PROVIDED PASSAGE —

* * * *

MultiMeDIA | Engineering Science Department | University of Oxford
MultiMeDIA (Multimodal Medical Data Integration & Analysis) Lab
About Us
Our human body is a team of interconnected organs working in perfect harmony in healthy body, or disharmony during pathology. All the current medical imaging modalities can only provide a piece of the anatomical puzzle, either through 2D projections (e.g. x-ray), or 2D sparse planes (e.g. MRI), or without accounting for motions (e.g. CT, MRI). It gets further complicated due to the presence of breathing, heart beating, and patient movements. Beyond the anatomy, there are functional characteristics including physiology, electrophysiology, electromechanics, etc., which are also related to simple demographic to complex blood, kidney, protein, and genomics biomarker data. So clearly some Assembly is required to understand and analyse this Multiverse of Madness.
That’s why we are in the Multimodal Medical Data Integration & Analysis Lab, in short MultiMeDIA Lab, working to develop automated, AI-assisted tools for real-time clinical assistance both for the early diagnosis as well as during the interventions. We are both working on the development of optimal patient care pathways in the high-income countries, as well as providing early diagnosis and intervention support during the scarcity of resources such as in the low- and middle-income countries. Our aim is to develop generalisable approaches that will work optimally anywhere in the world.

* * * *

SUPPLIED INFORMATION —
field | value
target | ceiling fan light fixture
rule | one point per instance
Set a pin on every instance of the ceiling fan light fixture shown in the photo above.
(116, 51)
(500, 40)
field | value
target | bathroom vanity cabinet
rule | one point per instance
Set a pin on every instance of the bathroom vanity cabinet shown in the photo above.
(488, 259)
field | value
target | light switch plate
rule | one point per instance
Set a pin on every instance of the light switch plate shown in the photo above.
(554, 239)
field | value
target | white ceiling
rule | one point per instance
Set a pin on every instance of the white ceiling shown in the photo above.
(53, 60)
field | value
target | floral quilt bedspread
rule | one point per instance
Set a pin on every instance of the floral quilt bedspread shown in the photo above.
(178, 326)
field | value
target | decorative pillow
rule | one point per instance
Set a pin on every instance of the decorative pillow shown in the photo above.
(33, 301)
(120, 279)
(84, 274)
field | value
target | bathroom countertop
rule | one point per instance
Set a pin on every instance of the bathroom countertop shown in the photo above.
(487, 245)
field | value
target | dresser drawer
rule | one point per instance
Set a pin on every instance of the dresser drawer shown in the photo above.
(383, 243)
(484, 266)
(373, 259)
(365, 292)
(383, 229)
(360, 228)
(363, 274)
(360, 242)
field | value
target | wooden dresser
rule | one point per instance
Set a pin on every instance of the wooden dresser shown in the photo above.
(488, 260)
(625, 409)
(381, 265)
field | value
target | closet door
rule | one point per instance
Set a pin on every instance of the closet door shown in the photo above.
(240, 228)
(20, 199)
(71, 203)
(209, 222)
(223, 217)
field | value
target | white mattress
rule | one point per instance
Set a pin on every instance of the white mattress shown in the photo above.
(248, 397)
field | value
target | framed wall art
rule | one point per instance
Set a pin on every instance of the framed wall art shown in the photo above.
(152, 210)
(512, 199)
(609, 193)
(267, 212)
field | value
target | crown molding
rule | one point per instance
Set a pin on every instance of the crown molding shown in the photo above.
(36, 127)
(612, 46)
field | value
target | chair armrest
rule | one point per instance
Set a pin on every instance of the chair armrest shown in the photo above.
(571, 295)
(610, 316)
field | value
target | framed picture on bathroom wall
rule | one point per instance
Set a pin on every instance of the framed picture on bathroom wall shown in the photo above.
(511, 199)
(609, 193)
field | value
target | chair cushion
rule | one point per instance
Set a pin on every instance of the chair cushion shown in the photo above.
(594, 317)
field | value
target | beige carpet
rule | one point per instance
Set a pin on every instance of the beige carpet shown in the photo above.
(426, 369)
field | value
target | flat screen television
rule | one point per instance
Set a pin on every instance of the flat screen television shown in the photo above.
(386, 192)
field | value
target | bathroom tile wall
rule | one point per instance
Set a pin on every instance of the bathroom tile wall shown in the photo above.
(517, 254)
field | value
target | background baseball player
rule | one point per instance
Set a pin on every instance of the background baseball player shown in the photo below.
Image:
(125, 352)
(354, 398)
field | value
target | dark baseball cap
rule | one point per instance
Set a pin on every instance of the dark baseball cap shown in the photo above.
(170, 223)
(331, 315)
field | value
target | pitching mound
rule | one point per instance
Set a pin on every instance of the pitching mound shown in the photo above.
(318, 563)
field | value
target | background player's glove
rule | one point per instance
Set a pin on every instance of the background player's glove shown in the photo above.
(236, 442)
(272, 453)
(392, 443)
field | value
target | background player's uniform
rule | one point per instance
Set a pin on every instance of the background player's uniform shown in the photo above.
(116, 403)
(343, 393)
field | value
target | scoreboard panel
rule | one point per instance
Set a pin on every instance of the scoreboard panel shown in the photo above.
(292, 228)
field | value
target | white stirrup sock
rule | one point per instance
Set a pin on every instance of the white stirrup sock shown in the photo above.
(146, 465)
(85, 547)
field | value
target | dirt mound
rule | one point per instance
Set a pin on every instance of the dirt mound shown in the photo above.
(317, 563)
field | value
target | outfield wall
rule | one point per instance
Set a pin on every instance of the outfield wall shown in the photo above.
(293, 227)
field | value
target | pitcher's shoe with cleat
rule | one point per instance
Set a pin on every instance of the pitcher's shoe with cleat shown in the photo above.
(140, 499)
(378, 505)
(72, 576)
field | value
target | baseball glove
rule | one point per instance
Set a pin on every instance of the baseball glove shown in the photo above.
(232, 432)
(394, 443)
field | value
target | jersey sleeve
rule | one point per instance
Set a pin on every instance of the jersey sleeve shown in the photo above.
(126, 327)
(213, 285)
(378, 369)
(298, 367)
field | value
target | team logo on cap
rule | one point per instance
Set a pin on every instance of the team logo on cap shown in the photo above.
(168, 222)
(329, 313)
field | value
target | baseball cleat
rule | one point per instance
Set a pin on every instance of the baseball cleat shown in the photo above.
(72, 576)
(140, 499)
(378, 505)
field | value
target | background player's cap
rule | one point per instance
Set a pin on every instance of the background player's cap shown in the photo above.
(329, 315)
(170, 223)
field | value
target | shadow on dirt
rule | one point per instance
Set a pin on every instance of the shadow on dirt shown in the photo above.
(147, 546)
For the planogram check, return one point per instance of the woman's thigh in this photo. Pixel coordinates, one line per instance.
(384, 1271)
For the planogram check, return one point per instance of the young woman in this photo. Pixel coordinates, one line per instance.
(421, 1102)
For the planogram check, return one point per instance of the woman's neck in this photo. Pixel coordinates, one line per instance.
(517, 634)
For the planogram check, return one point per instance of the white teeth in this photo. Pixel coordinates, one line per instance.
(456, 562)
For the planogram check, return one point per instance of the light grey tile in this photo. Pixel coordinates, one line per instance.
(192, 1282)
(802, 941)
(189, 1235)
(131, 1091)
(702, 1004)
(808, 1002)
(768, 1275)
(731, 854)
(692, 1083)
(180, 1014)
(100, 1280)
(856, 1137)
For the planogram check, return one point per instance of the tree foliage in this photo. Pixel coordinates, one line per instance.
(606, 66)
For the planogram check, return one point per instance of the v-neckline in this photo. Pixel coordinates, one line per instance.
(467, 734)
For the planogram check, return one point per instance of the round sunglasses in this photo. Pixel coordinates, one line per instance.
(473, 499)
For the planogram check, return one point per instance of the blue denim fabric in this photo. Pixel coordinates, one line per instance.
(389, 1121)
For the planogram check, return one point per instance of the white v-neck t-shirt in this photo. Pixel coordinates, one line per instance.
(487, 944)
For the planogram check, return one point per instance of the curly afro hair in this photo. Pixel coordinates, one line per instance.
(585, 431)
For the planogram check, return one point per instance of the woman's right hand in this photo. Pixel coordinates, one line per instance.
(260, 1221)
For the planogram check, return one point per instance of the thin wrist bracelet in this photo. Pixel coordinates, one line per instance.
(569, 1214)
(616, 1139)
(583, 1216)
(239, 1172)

* * * *

ABOUT THIS TASK —
Could you continue the About Us text on the MultiMeDIA Lab, starting right after its final sentence?

REPLY —
Team
Honorary Members
Our Research Areas
Modelling and Analysis of 3D Vasculatures
X-ray angiography is the most commonly used imaging modality for the detection of coronary stenoses. However, the high inter- and intra-observer variability in interpreting the geometry of 3D vascular structure based on multiple 2D image projections is a limitation in the accurate determination of lesion severity. In order to address these issues, a novel point-cloud based approach is developed for 3D coronary arterial tree reconstruction. Comparison of the reconstructed 3D lumen surface with optical coherence tomography (OCT) measurements shows no statistically significant difference in the luminal cross-sections.
3D Heart Mesh Reconstruction
Cardiac magnetic resonance (CMR) is increasingly used for non-invasive evaluation of the myocardium, providing accurate assessments of ventricular function, perfusion, oedema, and scar. From the CMR images acquired using a standard clinical protocol, an accurate high-resolution 3D representation of the myocardium is generated using patient-specific 3D surface mesh reconstruction, integrating slice alignments and segmentation refinements for a spatially consistent slice arrangement, including deep learning methodology, both of which optimise consistency between long and short axis contours.